§ TASK DETAILS
Reproduce the records below word for word, and leave out the pictures.

********************

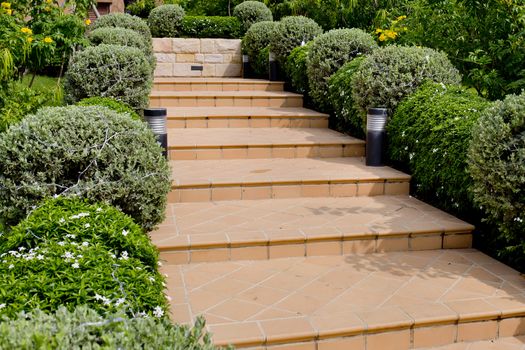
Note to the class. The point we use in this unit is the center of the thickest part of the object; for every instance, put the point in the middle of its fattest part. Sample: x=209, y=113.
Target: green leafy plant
x=256, y=39
x=91, y=152
x=250, y=12
x=329, y=51
x=165, y=21
x=391, y=73
x=429, y=134
x=497, y=165
x=124, y=20
x=290, y=33
x=71, y=253
x=347, y=117
x=121, y=72
x=110, y=103
x=84, y=328
x=211, y=27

********************

§ SOLUTION FOR THIS EXERCISE
Note to the class. The point we use in this unit is the center of the thickest part of the object; for every instance, put the point in the middle of its fattest part. Sample: x=209, y=113.
Target: green leafy plant
x=256, y=39
x=91, y=152
x=250, y=12
x=329, y=51
x=165, y=21
x=391, y=73
x=429, y=134
x=497, y=165
x=124, y=20
x=290, y=33
x=71, y=253
x=347, y=117
x=121, y=72
x=110, y=103
x=84, y=328
x=211, y=27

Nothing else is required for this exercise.